▶ TRAVAIL DEMANDÉ:
1) Citez l'article sur le travail associatif, depuis « Le travail associatif continue » jusqu'à « contre ce projet. » inclus.
2) Répondez aux questions suivantes d'après l'article sur le travail associatif :
(a) Combien de signatures la pétition lancée par plusieurs fédérations a-t-elle récoltées à ce jour ?
(b) Pendant combien de jours le texte a-t-il été gelé par la motion en conflit d'intérêt de la Cocof ?
(c) Combien de dangers majeurs les présidents des partis francophones distinguent-ils ?
3) Rédigez la suite de l'article sur le travail associatif, en reprenant après la dernière phrase affichée.

▶ TEXTE EXTRAIT:
-=-=-

Le travail associatif continue de se mettre plusieurs secteurs à dos. La mesure, à l’origine soutenue exclusivement par le secteur sportif flamand, est grandement décriée par le secteur associatif, qui y voit une déprofessionalisation des personnes et une concurrence déloyale se développer dans des domaines comme l’aide et les soins à domicile. Aujourd’hui, les 4 présidents des partis francophones ont signé une carte blanche contre ce projet.

Le travail associatif (ou semi-agoral) aura décidément fait couler beaucoup d’encre. Après avoir fait l’objet d’une motion en conflit d’intérêt pas la Cocof début janvier, gelant dès lors le texte pendant 60 jours, la mesure a repris son bonhomme de chemin. Faisant toujours plus d’opposants. Plusieurs fédérations ont lancé une pétition, qui a récolté à ce jour plus de 4.600 signatures. Aujourd’hui, ce sont les présidents des partis francophones qui s’unissent pour dénoncer la mesure de la ministre de l’Action Sociale, Maggie De Block, dont l’objectif est d’accorder à une personne possédant déjà un statut (4/5ème salarié minimum, indépendant, pensionné) une rémunération s’élevant jusqu’à 6.000 euros par an, défiscalisés. Les 4 partis francophones ont exprimé leur mécontentement dans une carte blanche. Monasbl.be résume les principaux points.

Un projet de loi « dangereux »

Dans cette lettre ouverte, Elio Di Rupo (PS), Benoît Lutgen (CDH), Olivier Maingain (Défi) , Patrick Dupriez et Zakia Khattabi (Ecolo) jugent le projet de loi « inutile et dangereux pour les travailleurs, les indépendants et les associations ».
Selon eux, « tel qu’il est rédigé ce projet de loi causera un préjudice grave aux travailleurs, aux entreprises, aux indépendants et aux associations. Il s’agit donc d’une question sociétale majeure ».

 [A lire] : Le travail associatif passe, les ASBL trépassent

Ils distinguent alors 6 dangers majeurs :

La concurrence déloyale

Les présidents y voient une « injustice profonde » entre les citoyens. Certains « seront soumis aux règles classiques du droit social, d’autres y échapperont ».

Une destruction de l’emploi

Le travail associatif s’adresse aux individus déjà occupés et à certains demandeurs d’emplois. Ainsi, les opposants à la loi estiment que « le fédéral préfère privilégier ceux qui ont déjà un emploi ». De plus, « Amenées à choisir entre un travailleur soumis à l’impôt et aux cotisations sociales et un travailleur exempté de toute taxe ou cotisation, les entreprises opteront pour compléter leurs équipes par des « travailleurs occasionnels associatifs » plutôt que de procéder à l’engagement d’un employé supplémentaire ou de permettre à un travailleur à temps partiel de compléter son horaire de travail. »

-=-=-

▶ LIGNES EXTRAITES:

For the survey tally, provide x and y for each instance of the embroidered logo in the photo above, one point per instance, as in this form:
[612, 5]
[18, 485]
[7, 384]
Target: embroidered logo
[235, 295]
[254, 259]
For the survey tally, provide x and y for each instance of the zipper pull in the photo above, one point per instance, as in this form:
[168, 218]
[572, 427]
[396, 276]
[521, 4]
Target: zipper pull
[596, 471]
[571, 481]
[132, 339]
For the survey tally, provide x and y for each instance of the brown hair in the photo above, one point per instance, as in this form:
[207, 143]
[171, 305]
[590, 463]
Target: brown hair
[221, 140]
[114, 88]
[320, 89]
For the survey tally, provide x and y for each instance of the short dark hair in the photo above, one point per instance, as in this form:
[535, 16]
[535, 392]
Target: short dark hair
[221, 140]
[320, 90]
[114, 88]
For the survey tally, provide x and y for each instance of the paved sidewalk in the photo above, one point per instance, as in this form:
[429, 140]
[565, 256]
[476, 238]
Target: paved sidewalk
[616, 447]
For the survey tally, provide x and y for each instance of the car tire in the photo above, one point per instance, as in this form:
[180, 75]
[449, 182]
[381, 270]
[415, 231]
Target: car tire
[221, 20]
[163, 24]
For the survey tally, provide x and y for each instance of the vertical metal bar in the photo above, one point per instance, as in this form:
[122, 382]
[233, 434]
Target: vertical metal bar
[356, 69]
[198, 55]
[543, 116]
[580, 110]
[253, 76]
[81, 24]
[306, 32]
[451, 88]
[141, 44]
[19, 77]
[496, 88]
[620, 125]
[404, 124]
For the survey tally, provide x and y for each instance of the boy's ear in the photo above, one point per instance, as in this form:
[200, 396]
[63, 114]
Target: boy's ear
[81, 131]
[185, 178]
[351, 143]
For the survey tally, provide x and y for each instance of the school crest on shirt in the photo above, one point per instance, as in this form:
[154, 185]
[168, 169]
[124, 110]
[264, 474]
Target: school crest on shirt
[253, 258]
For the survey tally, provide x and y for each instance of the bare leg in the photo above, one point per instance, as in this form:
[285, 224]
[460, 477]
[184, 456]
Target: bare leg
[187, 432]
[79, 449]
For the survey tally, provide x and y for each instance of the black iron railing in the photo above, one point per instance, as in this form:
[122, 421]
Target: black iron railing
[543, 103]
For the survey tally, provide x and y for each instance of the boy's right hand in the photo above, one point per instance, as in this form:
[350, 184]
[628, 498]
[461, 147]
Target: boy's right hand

-=-=-

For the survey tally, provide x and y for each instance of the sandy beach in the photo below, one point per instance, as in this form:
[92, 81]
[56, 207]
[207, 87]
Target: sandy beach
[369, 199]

-=-=-

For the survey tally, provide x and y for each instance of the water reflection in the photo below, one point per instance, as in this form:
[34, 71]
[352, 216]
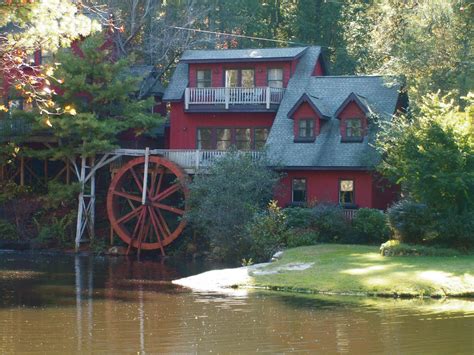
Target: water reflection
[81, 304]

-=-=-

▶ RÉPONSES PAR TÂCHE:
1)
Le travail associatif continue de se mettre plusieurs secteurs à dos. La mesure, à l’origine soutenue exclusivement par le secteur sportif flamand, est grandement décriée par le secteur associatif, qui y voit une déprofessionalisation des personnes et une concurrence déloyale se développer dans des domaines comme l’aide et les soins à domicile. Aujourd’hui, les 4 présidents des partis francophones ont signé une carte blanche contre ce projet.

2)
(a) Plus de 4.600 signatures.
(b) 60 jours.
(c) 6 dangers majeurs.

3)
 [A lire] : Les ASBL, de futures entreprises marchandes ?

Une réduction de la qualité des services offerts

Si certaines des activités visées par la loi sont soumises à des règles de déontologie, des normes de qualité ou de sécurité, « les travailleurs occasionnels associatifs risquent d’échapper à ces exigences. »

Une fragilisation de la protection sociale

Le SPF Finances estime que les pertes financières s’élèveront à près de 100 millions d’euros en matière de cotisations sociales et plus de 40 millions d’euros de recettes fiscales.

 [A lire] : La proposition de travail « associatif » de la ministre De Block inquiète

Une fragilisation des travailleurs

Les présidents de partis rappellent que ces travailleurs ne bénéficieront d’aucune protection sociale.

Une discrimination entre citoyen(ne)s

Ce statut serait interdit à une certaine tranche de la population, comme les personnes qui bénéficient d’allocations sociales.

« Une mobilisation exceptionnelle »

Les présidents de partis ont donc décidé de faire front face à cette mesure qui « ne correspond à aucune demande sociale réelle et comporte de nombreux risques et effets pervers pour notre société tels qu’il justifie une mobilisation exceptionnelle transcendant les concurrences politiques ».

Différentes actions en opposition au travail associatif ont déjà vu le jour depuis plusieurs mois. Nous citerons notamment la campagne « 50 nuances de Black » ou encore la procédure en conflit d’intérêts de la commission communautaire française (COCOF). Mais malgré une forte résistance du secteur non-marchand et des politiques, le vote du projet de loi était annoncé jeudi dernier à la Chambre des représentants. Une dernière manœuvre de l’opposition a permis de repousser une nouvelle fois le vote final du projet de loi.

« Malgré une véritable levée de boucliers de l’ensemble des employeurs et syndicats du pays (*), du secteur du non-marchand et de sa mobilisation contre ce projet de loi (c’est dire la façon dont le gouvernement a concerté les principaux intéressés) », soulignaient les signataires de la carte blanche « Etre solidaire : un acte lucratif », publiée sur Le Soir.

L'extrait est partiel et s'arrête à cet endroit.